Pontoppidan, Henrik
Henrik Pontoppidan
Novelist Henrik Pontoppidan (1857–1943) is considered Denmark's foremost prose author. The Nobel Prize winner earned recognition for his exceptionally accurate portrayals of his native Denmark—contributing three epic novel cycles and a set of memoirs that helped shape the country's literary heritage.
Early Life
Henrik Pontoppidan was born July 24, 1857, in Fredericia—located on the Jutland Peninsula of Denmark. His father, Dines Pontoppidan, was a Lutheran clergyman, one in a long line of family ministers, and an advocate of fanatic spiritualist N.F.S. Grundtvig. Pontoppidan's mother, Marie Kirstina (Oxenböll), was the daughter of a Danish government official. Pontoppidan was closer to his mother than his father, and spent much time learning by her side. She instilled in him many of her own beliefs, as she was a voracious reader of history and economics, and had very firm ideas about the way the Danish's newly democratic government should be treating their poor. Apparently they had given the peasants the vote, but had given little concern or care in helping them deal with their poverty, something she considered to be very hypocritical. Many of the ideas espoused by his mother would later show up in Pontoppidan's own work.
Early Education
In 1863, the family was moved to another Jutland town called Randers, and Pontoppidan was enrolled in the Randers Latin School at age five, where he displayed a gift for mathematics. The town was toppled by the Prussian and Austrian armed forces during a brief occupation when Pontoppidan was six years old, and the destructive force of the onslaught left a lasting impression on the impressionable boy. The fourth of sixteen children, Pontoppidan was expected to carry on the theological tradition for the family, but surprised everyone and disappointed his father when he decided to pursue engineering instead.
In 1874, at the age of 17, Pontoppidan was accepted to the Polytechnic Institute at the University of Copenhagen to study engineering. During his time there, he took a summer excursion to Switzerland for a walking tour, and the vibrancy of his experiences there prompted him to start expressing his thoughts and feelings in writing. In 1877, at the age of 20, he dropped his studies just short of receiving a degree, certain that he was being called to a life of writing. In his autobiography on the Nobel Prize Website, Pontoppidan explains that "in the beginning I aimed at descriptions of nature and folk life until, as the years passed, the description of man became my chief interest."
Although Pontoppidan left his formal education without having earned any formal academic degrees, he worked as a teacher of natural sciences from 1877 until 1882 at the Frersley Folk High School—an institution for the peasant class in the Zealand countryside—run by his brother, Morten. In 1882, his brother was thrown into jail for his political views, and the school was closed. The Cyclopedia of World Authors revealed that Pontoppidan "hated the facile religious sentimentality prevalent in the school, and he disliked the easy–going way of life of the Danish people because it lacked the emotional and intellectual intensity that he respected." He soon abandoned all other career efforts in order to focus solely on writing fiction.

══════════════════════════════

» TO DO
- 1) Copy the Pontoppidan biography from the words "Although Pontoppidan left" through "on writing fiction.", and replace "Morten" with "Martin".
- 2) According to the Pontoppidan biography, which school did he enter at age five?
- 3) Write what comes next in the Pontoppidan biography, starting right after its last sentence.

Extracted records
══════════════════════════════

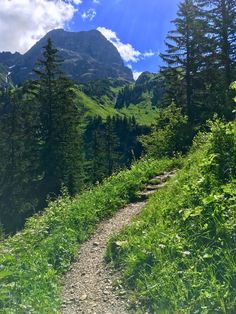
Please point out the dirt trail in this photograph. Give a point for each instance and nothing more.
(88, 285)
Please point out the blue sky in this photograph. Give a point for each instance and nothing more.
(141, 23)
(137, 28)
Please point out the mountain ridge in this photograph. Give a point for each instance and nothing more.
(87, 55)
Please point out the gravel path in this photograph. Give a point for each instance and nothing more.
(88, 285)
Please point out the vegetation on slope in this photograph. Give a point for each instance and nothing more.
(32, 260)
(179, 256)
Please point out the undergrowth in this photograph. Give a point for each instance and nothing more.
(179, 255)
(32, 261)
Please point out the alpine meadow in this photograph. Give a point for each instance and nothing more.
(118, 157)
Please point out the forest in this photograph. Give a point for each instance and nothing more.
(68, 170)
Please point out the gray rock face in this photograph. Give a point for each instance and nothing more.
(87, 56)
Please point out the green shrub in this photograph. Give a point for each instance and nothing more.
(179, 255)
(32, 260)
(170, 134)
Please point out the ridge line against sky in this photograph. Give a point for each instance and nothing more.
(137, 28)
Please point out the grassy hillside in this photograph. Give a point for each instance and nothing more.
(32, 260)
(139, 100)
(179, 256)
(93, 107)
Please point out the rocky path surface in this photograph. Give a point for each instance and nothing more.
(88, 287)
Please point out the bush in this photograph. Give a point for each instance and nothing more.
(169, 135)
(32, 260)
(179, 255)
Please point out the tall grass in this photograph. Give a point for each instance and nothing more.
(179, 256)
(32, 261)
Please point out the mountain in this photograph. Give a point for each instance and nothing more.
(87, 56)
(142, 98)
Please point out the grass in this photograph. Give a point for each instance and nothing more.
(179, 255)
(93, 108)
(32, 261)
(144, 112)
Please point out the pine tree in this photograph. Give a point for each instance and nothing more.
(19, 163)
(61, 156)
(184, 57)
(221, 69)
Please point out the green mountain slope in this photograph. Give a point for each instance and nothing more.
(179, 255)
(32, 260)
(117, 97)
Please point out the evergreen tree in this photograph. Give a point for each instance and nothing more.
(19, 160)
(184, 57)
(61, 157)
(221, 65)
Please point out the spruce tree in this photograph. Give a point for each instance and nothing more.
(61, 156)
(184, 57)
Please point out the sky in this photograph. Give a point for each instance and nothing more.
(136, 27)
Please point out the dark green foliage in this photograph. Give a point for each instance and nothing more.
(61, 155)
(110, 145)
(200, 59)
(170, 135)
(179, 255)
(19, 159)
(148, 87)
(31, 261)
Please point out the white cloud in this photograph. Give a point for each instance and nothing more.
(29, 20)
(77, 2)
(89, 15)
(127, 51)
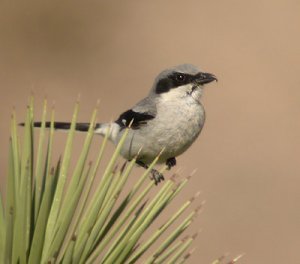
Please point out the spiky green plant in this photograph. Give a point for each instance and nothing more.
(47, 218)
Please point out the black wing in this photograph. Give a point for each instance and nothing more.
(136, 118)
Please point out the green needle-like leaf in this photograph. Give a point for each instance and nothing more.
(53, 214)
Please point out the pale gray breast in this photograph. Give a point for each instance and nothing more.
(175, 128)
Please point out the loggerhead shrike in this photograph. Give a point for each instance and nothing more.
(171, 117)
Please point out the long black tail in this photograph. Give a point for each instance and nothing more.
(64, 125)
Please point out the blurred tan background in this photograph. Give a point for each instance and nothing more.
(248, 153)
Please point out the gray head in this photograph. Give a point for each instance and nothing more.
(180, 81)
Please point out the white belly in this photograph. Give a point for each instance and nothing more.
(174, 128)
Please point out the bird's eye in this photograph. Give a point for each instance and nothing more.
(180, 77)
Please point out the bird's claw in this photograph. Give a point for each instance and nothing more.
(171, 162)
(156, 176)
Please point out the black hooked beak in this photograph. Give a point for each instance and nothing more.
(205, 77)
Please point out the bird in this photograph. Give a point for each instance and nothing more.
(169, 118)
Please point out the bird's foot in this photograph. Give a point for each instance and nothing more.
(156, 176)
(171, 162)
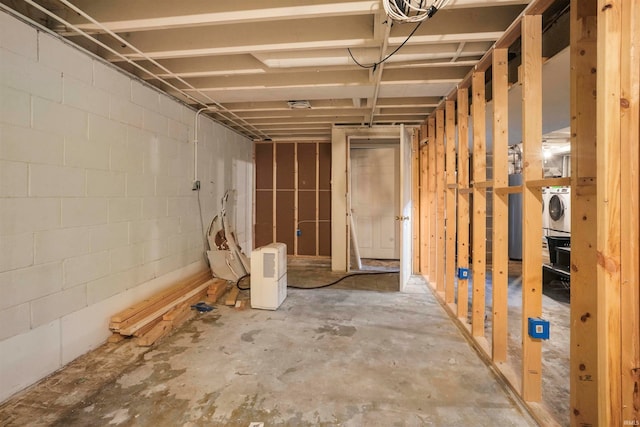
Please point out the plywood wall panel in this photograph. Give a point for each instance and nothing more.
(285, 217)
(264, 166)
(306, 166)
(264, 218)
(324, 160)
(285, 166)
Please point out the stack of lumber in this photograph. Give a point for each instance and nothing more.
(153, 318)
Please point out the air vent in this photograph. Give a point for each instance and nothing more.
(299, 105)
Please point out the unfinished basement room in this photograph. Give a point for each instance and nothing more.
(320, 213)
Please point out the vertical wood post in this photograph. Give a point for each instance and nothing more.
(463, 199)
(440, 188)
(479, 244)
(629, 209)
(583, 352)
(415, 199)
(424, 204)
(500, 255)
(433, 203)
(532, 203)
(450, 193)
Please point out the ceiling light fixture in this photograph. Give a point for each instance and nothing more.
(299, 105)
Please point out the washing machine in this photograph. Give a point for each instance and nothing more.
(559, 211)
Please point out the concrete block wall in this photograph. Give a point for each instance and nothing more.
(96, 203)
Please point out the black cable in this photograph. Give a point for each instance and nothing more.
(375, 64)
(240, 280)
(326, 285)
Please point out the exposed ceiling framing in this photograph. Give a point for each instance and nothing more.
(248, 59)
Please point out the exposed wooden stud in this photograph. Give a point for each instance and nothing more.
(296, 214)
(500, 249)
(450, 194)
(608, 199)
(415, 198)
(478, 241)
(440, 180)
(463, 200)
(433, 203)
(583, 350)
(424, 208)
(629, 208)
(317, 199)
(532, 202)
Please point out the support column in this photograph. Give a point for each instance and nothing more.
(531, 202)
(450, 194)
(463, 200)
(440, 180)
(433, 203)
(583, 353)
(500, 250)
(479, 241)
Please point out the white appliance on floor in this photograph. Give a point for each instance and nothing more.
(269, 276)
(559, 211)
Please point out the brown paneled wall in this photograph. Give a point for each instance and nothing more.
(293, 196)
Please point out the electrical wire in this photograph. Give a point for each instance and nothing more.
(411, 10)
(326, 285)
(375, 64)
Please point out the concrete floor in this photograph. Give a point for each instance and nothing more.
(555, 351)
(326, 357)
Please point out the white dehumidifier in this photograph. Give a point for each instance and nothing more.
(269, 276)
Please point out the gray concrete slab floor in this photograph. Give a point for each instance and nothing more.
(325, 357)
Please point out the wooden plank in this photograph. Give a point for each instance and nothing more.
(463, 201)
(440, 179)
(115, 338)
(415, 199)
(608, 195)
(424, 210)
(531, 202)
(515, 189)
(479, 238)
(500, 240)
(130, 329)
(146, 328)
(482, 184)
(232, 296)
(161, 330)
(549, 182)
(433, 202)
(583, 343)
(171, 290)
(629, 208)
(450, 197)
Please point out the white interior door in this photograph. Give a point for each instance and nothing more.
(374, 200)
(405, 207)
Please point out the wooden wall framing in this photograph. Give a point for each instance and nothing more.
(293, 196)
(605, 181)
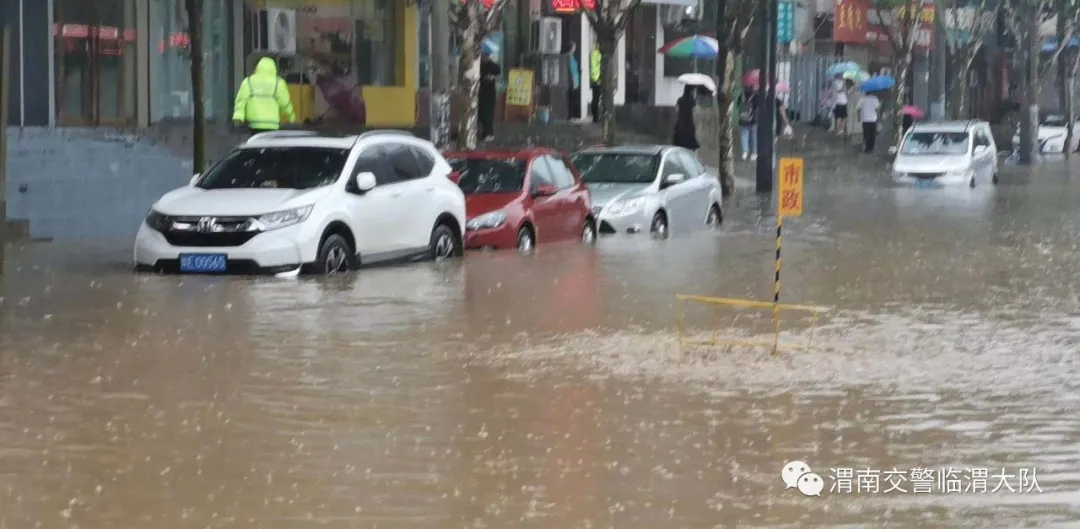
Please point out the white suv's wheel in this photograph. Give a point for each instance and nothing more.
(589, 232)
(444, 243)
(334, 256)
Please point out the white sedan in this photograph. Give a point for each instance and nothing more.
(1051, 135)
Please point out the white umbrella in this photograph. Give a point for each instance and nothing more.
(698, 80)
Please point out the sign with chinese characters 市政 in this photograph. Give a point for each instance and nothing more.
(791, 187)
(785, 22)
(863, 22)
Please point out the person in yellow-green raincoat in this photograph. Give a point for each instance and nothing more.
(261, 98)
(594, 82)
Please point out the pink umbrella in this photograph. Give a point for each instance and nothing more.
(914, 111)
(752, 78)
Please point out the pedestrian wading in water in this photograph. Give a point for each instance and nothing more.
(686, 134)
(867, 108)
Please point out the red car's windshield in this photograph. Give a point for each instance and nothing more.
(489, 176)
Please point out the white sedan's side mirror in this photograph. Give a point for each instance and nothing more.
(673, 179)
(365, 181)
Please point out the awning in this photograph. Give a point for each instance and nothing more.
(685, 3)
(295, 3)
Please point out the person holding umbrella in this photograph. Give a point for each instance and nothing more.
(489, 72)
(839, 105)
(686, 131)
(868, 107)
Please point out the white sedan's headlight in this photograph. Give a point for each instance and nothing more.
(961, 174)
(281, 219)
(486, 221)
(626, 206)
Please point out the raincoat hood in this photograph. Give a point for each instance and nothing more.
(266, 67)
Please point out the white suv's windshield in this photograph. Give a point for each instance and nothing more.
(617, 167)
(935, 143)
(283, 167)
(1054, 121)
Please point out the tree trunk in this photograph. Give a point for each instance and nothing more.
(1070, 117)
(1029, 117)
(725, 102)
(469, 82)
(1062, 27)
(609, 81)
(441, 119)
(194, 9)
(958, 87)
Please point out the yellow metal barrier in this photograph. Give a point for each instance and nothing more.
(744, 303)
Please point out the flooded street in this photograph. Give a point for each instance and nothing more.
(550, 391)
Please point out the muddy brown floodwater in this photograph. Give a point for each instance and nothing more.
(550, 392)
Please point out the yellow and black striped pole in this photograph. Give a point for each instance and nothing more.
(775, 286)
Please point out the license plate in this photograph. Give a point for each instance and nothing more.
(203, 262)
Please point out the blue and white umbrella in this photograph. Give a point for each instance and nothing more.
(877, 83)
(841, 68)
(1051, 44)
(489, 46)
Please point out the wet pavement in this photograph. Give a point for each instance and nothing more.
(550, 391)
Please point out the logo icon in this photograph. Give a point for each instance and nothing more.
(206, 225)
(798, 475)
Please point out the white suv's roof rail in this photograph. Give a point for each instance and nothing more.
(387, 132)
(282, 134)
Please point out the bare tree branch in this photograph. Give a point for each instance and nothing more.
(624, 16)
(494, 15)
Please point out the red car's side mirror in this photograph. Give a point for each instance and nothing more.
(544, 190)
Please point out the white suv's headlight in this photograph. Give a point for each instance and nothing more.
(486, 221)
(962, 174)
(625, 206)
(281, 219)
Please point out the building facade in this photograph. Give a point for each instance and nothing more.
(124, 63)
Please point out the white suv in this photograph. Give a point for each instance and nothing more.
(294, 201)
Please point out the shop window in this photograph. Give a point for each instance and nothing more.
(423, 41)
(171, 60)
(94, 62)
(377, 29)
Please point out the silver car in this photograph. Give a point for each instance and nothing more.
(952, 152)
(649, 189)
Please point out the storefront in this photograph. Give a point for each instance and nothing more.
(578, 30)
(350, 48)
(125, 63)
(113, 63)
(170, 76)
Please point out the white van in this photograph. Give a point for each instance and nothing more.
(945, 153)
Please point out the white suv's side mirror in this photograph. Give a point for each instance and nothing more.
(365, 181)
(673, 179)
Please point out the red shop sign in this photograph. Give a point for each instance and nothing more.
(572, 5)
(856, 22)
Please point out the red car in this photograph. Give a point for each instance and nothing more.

══════════════════════════════

» FINAL ANSWERS
- 1)
Although Pontoppidan left his formal education without having earned any formal academic degrees, he worked as a teacher of natural sciences from 1877 until 1882 at the Frersley Folk High School—an institution for the peasant class in the Zealand countryside—run by his brother, Martin. In 1882, his brother was thrown into jail for his political views, and the school was closed. The Cyclopedia of World Authors revealed that Pontoppidan "hated the facile religious sentimentality prevalent in the school, and he disliked the easy–going way of life of the Danish people because it lacked the emotional and intellectual intensity that he respected." He soon abandoned all other career efforts in order to focus solely on writing fiction.

- 2) The Randers Latin School.

- 3)
Life as a Writer
Initially, Pontoppidan hoped to expand his understanding of the peasant class by becoming one of them. He tried to immerse himself in that life, even marrying a peasant woman, Mette Marie Hansen, in December of 1881. They had two children, but Hansen eventually moved back in with her parents in 1888, and their marriage was later dissolved in 1892. Pontoppidan expressed remorse at never truly succeeding in integrating himself.
In 1881, Pontoppidan produced his first short story collection, Clipped Wings. His early work had an air of resentment about the condition of society, and he wrote about the unjust treatment of the peasant class by a society that took great pride in its Democratic foundation. Pontoppidan incorporated generous helpings of uncompromising political opinions and scathing "anti–clerical" overtones into his fiction. He detested the lyric and romantic writing styles of the times, and this showed up in his own writing. He stated that readers should beware of writing that was pretty and emotionally manipulative. He strove to provide clear and efficient writing that would portray the truths that he saw without veiling or filtering them in an attempt to soften a harsh reality.
Pontoppidan started his literary career as a naturalist, focusing on depictions of peasant life. He wrote a second short story collection titled Skyer in 1890, berating farmers for not taking a stand against abuse, and criticizing society for mistreating the laborers. Rather than adopting the tenants of any particular religion, Pontoppidan described himself as a free–thinker and "popular storyteller" rather than a didactic moralist, despite being raised in a strongly Lutheran household. Pontoppidan felt dissatisfied with his ability to properly treat the subjects that intrigued him in the short story format, and soon switched to what he identified as the "more spacious form" and "broader style" of the novel.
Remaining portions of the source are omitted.